● **GIVEN REQUEST**: Reproduce, without any change, the part of the records below that opens with the line containing "Would you be able to mark the glass" and closes with the line containing "Would you be able to mark the potted", keeping both of those lines.

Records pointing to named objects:
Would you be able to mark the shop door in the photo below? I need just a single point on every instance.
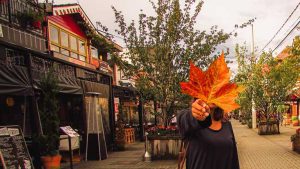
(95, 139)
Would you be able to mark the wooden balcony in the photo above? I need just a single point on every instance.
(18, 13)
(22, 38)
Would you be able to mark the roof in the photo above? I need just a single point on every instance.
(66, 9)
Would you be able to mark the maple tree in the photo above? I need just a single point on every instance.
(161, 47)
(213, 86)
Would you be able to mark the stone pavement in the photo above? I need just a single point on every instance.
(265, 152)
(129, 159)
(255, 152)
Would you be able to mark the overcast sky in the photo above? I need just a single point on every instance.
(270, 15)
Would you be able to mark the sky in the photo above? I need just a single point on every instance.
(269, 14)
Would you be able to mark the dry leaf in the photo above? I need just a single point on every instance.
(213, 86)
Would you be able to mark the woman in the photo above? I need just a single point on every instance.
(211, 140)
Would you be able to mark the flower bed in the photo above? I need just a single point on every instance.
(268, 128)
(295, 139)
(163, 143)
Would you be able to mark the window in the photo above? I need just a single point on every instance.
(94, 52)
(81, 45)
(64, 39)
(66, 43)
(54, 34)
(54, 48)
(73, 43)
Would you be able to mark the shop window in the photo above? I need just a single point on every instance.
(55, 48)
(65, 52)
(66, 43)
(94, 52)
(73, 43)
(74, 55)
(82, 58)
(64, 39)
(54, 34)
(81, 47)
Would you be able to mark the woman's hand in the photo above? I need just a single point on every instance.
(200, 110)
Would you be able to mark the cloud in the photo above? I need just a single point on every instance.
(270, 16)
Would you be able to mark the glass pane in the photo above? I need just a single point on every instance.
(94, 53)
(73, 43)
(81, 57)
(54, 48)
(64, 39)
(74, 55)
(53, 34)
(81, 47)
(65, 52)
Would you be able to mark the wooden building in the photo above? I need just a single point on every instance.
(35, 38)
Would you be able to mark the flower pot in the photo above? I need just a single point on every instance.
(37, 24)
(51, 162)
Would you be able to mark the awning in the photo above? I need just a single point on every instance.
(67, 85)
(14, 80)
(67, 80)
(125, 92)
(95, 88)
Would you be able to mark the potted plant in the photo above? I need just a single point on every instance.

...

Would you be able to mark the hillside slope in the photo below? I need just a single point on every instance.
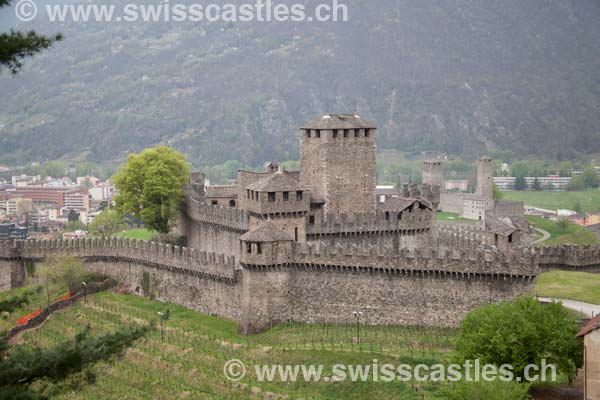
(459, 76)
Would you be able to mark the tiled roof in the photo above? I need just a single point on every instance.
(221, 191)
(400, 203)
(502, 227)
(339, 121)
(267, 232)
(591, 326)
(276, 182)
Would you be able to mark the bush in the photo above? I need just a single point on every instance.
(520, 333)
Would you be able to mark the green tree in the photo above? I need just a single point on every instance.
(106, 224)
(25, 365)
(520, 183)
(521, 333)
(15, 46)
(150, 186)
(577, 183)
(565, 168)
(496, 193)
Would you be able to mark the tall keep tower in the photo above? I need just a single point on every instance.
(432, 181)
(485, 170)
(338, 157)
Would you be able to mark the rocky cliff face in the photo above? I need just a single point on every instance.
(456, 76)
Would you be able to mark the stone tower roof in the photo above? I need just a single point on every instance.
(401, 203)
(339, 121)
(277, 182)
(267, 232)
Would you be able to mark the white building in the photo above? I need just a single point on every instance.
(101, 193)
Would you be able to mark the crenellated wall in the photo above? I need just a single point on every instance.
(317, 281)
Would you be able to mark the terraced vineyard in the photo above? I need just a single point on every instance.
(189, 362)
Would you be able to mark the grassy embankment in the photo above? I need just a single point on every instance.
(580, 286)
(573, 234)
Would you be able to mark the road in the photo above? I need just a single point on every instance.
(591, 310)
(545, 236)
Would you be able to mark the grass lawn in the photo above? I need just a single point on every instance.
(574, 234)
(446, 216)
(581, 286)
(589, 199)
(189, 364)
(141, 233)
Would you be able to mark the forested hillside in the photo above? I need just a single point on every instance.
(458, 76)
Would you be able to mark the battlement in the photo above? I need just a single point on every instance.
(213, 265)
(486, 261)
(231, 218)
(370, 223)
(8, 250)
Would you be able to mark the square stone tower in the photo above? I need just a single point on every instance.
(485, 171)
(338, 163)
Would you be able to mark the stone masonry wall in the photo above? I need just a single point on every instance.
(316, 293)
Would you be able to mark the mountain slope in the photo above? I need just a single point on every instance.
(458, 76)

* * *

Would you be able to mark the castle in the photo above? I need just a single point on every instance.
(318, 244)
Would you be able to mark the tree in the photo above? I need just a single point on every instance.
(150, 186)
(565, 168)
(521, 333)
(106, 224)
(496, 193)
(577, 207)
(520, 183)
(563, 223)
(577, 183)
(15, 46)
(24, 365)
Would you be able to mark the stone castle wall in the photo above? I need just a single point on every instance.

● **THE RESPONSE**:
Would you be able to mark the glass pane in the photo above? I need just a single point on every instance.
(94, 53)
(73, 43)
(81, 57)
(54, 48)
(64, 39)
(74, 55)
(53, 34)
(81, 47)
(65, 52)
Would you be able to mark the wooden building in the photo above? I need just a single point on every instance.
(35, 38)
Would you be able to mark the flower pot in the photo above? I need just a single point on every instance.
(37, 24)
(51, 162)
Would you be able to mark the awning in the photo above? I need just a single point on every instance.
(67, 85)
(14, 80)
(67, 80)
(125, 92)
(95, 88)
Would you be able to mark the potted plant in the photo above? I need just a single point on every instance.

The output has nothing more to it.